**Supplied material:**
'''

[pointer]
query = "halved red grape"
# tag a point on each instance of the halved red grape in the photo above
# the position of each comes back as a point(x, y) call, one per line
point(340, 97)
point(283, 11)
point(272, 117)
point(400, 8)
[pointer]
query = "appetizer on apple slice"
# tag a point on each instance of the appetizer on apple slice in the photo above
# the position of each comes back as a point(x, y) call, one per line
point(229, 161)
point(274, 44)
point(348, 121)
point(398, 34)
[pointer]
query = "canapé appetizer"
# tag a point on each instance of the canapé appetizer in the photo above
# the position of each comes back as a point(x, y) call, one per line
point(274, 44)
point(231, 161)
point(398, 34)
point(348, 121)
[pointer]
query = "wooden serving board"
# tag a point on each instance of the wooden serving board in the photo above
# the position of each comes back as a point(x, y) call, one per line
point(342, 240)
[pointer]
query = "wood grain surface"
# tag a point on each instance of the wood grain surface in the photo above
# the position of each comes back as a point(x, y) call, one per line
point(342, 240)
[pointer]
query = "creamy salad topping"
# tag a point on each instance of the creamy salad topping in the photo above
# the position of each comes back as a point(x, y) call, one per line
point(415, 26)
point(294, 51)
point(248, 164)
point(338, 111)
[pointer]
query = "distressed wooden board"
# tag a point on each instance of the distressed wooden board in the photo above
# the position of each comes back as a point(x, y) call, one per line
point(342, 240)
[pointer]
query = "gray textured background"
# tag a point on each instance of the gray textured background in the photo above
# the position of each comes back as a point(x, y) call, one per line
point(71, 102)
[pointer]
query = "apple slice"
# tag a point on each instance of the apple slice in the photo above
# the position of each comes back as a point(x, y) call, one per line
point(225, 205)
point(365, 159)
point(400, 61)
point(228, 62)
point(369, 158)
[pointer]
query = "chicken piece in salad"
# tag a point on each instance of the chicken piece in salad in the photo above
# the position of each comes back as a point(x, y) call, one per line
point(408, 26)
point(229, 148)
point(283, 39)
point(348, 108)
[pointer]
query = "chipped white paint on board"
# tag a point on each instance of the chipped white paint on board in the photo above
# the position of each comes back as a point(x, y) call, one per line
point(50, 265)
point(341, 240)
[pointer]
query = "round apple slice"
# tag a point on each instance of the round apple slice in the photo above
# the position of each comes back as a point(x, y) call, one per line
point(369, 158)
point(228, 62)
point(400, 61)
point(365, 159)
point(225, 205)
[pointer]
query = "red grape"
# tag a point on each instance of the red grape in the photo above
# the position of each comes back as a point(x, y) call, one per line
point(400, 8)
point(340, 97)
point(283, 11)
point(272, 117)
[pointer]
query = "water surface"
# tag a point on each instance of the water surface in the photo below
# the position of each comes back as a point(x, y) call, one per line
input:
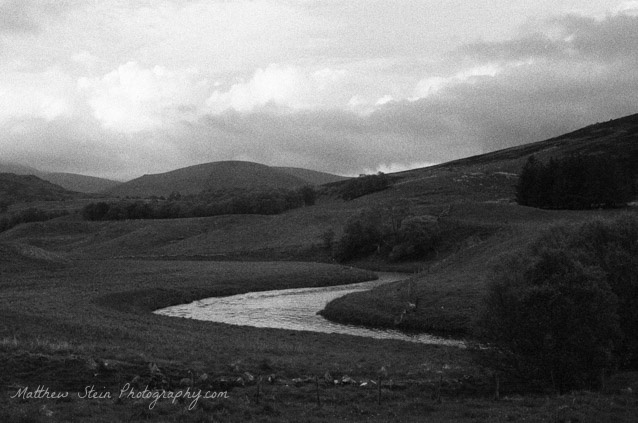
point(293, 309)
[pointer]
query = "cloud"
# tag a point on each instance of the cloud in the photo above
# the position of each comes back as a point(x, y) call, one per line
point(27, 16)
point(47, 94)
point(569, 37)
point(132, 98)
point(280, 86)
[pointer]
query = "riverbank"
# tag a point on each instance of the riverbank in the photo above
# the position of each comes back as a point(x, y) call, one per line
point(89, 324)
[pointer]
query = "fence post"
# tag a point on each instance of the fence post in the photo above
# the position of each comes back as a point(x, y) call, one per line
point(317, 385)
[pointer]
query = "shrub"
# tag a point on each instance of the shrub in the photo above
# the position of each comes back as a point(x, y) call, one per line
point(363, 185)
point(361, 236)
point(416, 237)
point(566, 308)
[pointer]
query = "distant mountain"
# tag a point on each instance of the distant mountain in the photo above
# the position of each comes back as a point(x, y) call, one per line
point(17, 188)
point(209, 176)
point(312, 177)
point(80, 183)
point(18, 169)
point(70, 181)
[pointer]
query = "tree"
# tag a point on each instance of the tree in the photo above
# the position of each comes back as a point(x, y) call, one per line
point(551, 321)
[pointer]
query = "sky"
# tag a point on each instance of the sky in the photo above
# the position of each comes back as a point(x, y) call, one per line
point(121, 88)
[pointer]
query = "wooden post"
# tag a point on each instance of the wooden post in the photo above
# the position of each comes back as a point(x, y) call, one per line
point(258, 390)
point(317, 385)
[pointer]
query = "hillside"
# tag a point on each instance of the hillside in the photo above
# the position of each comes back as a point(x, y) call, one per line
point(312, 177)
point(69, 181)
point(16, 188)
point(477, 190)
point(209, 176)
point(80, 183)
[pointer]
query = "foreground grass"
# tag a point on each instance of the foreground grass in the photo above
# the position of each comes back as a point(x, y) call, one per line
point(90, 324)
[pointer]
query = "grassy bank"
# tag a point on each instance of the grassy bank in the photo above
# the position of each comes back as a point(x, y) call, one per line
point(445, 297)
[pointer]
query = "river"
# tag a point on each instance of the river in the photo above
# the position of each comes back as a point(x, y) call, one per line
point(294, 309)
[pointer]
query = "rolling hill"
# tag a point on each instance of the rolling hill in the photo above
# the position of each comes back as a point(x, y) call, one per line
point(17, 188)
point(69, 181)
point(217, 175)
point(312, 177)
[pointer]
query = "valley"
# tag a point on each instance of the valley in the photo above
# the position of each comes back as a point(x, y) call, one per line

'''

**What to work on:** Whenever a line above includes "hillside", copy it in full.

**Exercise result:**
query = "hillside"
# tag a point on each instance of the hillside in the photo above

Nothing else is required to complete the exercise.